## WORK TO COMPLETE
Copy the data that follows, character for character, minus the pictures.

--- BEGIN ---

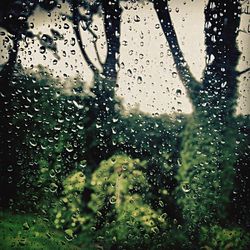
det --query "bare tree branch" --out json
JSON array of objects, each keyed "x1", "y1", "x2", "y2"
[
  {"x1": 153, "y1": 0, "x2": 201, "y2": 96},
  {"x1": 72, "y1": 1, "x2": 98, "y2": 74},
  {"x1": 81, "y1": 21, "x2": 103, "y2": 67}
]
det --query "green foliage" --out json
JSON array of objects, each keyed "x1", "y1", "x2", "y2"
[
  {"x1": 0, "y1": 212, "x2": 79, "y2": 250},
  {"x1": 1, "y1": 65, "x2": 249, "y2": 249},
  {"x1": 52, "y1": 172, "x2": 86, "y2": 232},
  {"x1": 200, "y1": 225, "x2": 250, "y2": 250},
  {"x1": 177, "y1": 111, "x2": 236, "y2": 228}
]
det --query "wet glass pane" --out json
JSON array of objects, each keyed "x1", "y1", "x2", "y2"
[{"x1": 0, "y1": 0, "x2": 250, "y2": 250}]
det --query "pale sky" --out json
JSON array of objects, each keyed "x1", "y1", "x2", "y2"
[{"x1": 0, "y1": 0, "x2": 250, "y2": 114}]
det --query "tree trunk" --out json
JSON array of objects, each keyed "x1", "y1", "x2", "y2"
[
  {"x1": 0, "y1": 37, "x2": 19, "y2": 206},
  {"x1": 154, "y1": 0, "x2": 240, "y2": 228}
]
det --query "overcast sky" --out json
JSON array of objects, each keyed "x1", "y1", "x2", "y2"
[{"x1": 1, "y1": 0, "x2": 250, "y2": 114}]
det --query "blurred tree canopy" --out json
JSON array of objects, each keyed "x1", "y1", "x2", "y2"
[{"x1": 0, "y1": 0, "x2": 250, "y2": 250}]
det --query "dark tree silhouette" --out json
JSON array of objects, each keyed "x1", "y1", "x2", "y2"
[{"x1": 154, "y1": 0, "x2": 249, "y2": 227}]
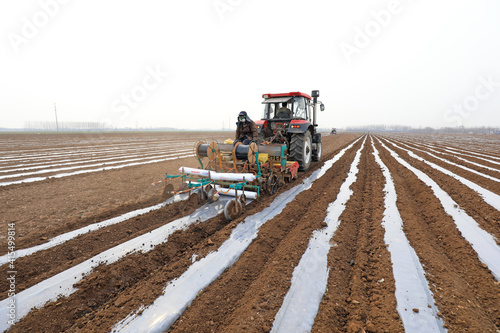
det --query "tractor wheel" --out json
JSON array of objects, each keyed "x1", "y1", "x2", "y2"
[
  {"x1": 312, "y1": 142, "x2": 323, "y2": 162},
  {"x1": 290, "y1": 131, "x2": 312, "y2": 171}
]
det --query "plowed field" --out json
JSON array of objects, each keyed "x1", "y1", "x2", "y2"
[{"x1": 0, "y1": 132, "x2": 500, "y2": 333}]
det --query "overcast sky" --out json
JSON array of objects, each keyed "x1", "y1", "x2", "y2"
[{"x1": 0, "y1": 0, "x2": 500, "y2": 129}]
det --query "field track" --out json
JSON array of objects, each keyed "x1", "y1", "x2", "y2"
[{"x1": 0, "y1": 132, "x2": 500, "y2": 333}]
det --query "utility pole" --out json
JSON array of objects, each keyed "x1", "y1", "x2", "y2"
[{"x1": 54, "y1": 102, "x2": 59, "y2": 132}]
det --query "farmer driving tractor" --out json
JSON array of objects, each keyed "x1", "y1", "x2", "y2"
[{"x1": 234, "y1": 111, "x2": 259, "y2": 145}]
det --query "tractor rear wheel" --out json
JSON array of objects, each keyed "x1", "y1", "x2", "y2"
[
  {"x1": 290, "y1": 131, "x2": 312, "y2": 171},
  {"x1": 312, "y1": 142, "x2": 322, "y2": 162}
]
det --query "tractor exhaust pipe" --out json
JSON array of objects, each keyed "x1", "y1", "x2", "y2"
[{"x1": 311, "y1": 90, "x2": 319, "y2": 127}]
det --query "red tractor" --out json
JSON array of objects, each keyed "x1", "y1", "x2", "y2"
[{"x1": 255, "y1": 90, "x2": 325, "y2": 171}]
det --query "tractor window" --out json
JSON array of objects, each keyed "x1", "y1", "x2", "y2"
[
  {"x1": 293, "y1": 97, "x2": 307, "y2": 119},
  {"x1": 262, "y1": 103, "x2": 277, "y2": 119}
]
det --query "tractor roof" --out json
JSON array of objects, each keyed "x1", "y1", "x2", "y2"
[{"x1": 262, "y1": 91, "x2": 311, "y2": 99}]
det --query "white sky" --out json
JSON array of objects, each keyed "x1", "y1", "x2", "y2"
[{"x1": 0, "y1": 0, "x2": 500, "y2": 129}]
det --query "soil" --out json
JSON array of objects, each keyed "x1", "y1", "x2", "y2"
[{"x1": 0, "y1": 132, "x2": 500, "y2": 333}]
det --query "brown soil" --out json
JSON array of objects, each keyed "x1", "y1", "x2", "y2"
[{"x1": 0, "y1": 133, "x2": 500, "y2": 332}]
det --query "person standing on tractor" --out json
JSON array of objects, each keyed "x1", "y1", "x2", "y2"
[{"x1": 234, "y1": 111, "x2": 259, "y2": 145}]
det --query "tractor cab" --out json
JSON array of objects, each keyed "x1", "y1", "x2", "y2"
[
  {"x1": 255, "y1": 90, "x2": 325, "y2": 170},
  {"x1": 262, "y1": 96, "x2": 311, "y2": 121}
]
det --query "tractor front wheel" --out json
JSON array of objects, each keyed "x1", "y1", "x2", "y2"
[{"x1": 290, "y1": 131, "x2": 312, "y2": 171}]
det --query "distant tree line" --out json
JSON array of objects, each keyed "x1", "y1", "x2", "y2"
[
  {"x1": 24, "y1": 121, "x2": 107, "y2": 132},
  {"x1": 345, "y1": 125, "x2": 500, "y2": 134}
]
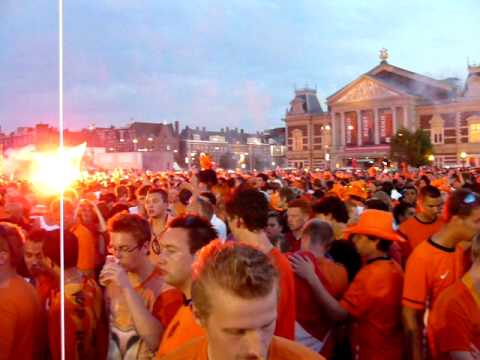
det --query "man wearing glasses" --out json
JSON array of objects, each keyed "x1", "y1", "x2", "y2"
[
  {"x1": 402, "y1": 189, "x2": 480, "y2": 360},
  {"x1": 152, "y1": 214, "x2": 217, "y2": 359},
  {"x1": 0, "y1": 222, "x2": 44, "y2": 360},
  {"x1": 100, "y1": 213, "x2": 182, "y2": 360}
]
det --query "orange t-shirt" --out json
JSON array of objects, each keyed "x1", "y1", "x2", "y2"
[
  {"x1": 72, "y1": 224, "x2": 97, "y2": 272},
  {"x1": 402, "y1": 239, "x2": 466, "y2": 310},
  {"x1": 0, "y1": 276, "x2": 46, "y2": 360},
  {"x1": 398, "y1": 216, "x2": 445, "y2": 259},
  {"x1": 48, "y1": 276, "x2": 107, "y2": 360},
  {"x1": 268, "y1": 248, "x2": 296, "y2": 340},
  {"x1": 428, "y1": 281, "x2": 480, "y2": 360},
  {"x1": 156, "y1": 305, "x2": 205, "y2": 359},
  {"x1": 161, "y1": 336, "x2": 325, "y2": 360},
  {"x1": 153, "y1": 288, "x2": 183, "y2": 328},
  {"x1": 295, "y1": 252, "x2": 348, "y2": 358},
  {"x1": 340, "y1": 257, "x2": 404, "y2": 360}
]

--- END ---

## RESULT
det --query "bare tree branch" --out json
JSON array of objects, each keyed "x1", "y1", "x2", "y2"
[
  {"x1": 153, "y1": 0, "x2": 201, "y2": 96},
  {"x1": 72, "y1": 1, "x2": 98, "y2": 74},
  {"x1": 81, "y1": 21, "x2": 103, "y2": 67}
]
det --query "green foliage" --out json
JSON array of objects, each keyed "x1", "y1", "x2", "y2"
[
  {"x1": 0, "y1": 212, "x2": 79, "y2": 250},
  {"x1": 1, "y1": 65, "x2": 249, "y2": 249},
  {"x1": 52, "y1": 172, "x2": 86, "y2": 232},
  {"x1": 200, "y1": 225, "x2": 250, "y2": 250},
  {"x1": 177, "y1": 111, "x2": 236, "y2": 228}
]
det --query "wet glass pane" --out json
JSON array of objects, each keyed "x1", "y1", "x2", "y2"
[{"x1": 0, "y1": 0, "x2": 250, "y2": 250}]
det --query "pale sky" --out json
JSON array of objects, each keyed "x1", "y1", "x2", "y2"
[{"x1": 0, "y1": 0, "x2": 250, "y2": 114}]
det --query "tree trunk" --out json
JSON array of objects, each keyed "x1", "y1", "x2", "y2"
[
  {"x1": 0, "y1": 37, "x2": 19, "y2": 206},
  {"x1": 154, "y1": 0, "x2": 240, "y2": 228}
]
det --query "overcast sky" --out json
JSON array of objects, each keyed "x1", "y1", "x2", "y2"
[{"x1": 1, "y1": 0, "x2": 250, "y2": 114}]
det --query "blurred tree canopy" --out json
JSON array of objects, each keyed "x1", "y1", "x2", "y2"
[{"x1": 0, "y1": 0, "x2": 250, "y2": 250}]
det --query "dark tree silhouette" --out json
JSON array of objects, each keyed "x1", "y1", "x2", "y2"
[{"x1": 154, "y1": 0, "x2": 249, "y2": 227}]
det --query "tractor wheel" --out json
JSON array of objects, each keyed "x1", "y1", "x2", "y2"
[
  {"x1": 312, "y1": 142, "x2": 323, "y2": 162},
  {"x1": 290, "y1": 131, "x2": 312, "y2": 171}
]
det --query "plowed field" --out json
JSON array of objects, each keyed "x1", "y1", "x2", "y2"
[{"x1": 0, "y1": 132, "x2": 500, "y2": 333}]
det --query "overcast sky" --out json
JSON array of objects, each keyed "x1", "y1", "x2", "y2"
[{"x1": 0, "y1": 0, "x2": 500, "y2": 129}]
det --query "field track" --out json
JSON array of objects, each keyed "x1", "y1", "x2", "y2"
[{"x1": 0, "y1": 132, "x2": 500, "y2": 333}]
det --query "utility pole" --out json
JSON array of objects, each keyed "x1", "y1", "x2", "y2"
[{"x1": 54, "y1": 102, "x2": 59, "y2": 132}]
det --query "farmer driving tractor" --out json
JSON array of objects, each keyed "x1", "y1", "x2", "y2"
[{"x1": 234, "y1": 111, "x2": 259, "y2": 145}]
det --query "tractor rear wheel" --out json
JSON array of objects, each keyed "x1", "y1", "x2", "y2"
[
  {"x1": 290, "y1": 131, "x2": 312, "y2": 171},
  {"x1": 312, "y1": 142, "x2": 322, "y2": 162}
]
det --query "tractor exhaust pipe" --out json
JSON array of objects, each keyed "x1", "y1", "x2", "y2"
[{"x1": 311, "y1": 90, "x2": 319, "y2": 127}]
det --query "red tractor" --out json
JSON array of objects, each keyed "x1", "y1", "x2", "y2"
[{"x1": 255, "y1": 90, "x2": 325, "y2": 171}]
det --query "tractor window" --out json
JSON array of objects, each keyed "x1", "y1", "x2", "y2"
[
  {"x1": 293, "y1": 97, "x2": 307, "y2": 119},
  {"x1": 262, "y1": 103, "x2": 277, "y2": 119}
]
det --query "tractor roof" --out json
JSON array of objects, each keyed "x1", "y1", "x2", "y2"
[{"x1": 262, "y1": 91, "x2": 311, "y2": 99}]
det --query "white sky" --out json
JSON array of objects, each keyed "x1", "y1", "x2", "y2"
[{"x1": 0, "y1": 0, "x2": 500, "y2": 129}]
det --query "soil" --out json
JSON array of objects, each keyed "x1", "y1", "x2", "y2"
[{"x1": 0, "y1": 132, "x2": 500, "y2": 333}]
det --query "brown soil" --out json
JSON array of objects, each keyed "x1", "y1", "x2", "y2"
[{"x1": 0, "y1": 133, "x2": 500, "y2": 332}]
det --query "person standing on tractor" --out json
JSON array of objects, each keyed "x1", "y1", "x2", "y2"
[{"x1": 234, "y1": 111, "x2": 259, "y2": 145}]
det --query "tractor cab" --out json
JSON array of objects, each keyed "x1", "y1", "x2", "y2"
[
  {"x1": 255, "y1": 90, "x2": 325, "y2": 170},
  {"x1": 262, "y1": 96, "x2": 311, "y2": 121}
]
det --query "tractor front wheel" --out json
JSON array of objects, each keyed "x1", "y1", "x2", "y2"
[{"x1": 290, "y1": 131, "x2": 312, "y2": 171}]
det --query "distant tree line" --out json
JSON array of objects, each keyed "x1", "y1", "x2", "y2"
[
  {"x1": 24, "y1": 121, "x2": 107, "y2": 132},
  {"x1": 345, "y1": 125, "x2": 500, "y2": 134}
]
det --query "man wearing glasses" --out json
JSON array of objects, each keyed "x1", "y1", "x2", "y2"
[
  {"x1": 402, "y1": 189, "x2": 480, "y2": 360},
  {"x1": 152, "y1": 214, "x2": 217, "y2": 359},
  {"x1": 0, "y1": 222, "x2": 44, "y2": 360},
  {"x1": 100, "y1": 213, "x2": 182, "y2": 360}
]
det --query "orange t-shirt" --out json
JSON array of objects, each keyed "x1", "y1", "x2", "y2"
[
  {"x1": 72, "y1": 224, "x2": 97, "y2": 272},
  {"x1": 402, "y1": 239, "x2": 466, "y2": 310},
  {"x1": 0, "y1": 276, "x2": 46, "y2": 360},
  {"x1": 398, "y1": 216, "x2": 445, "y2": 259},
  {"x1": 48, "y1": 276, "x2": 107, "y2": 360},
  {"x1": 268, "y1": 248, "x2": 296, "y2": 340},
  {"x1": 428, "y1": 281, "x2": 480, "y2": 360},
  {"x1": 156, "y1": 305, "x2": 205, "y2": 359},
  {"x1": 161, "y1": 336, "x2": 325, "y2": 360},
  {"x1": 153, "y1": 288, "x2": 183, "y2": 328},
  {"x1": 295, "y1": 252, "x2": 348, "y2": 358},
  {"x1": 340, "y1": 257, "x2": 404, "y2": 360}
]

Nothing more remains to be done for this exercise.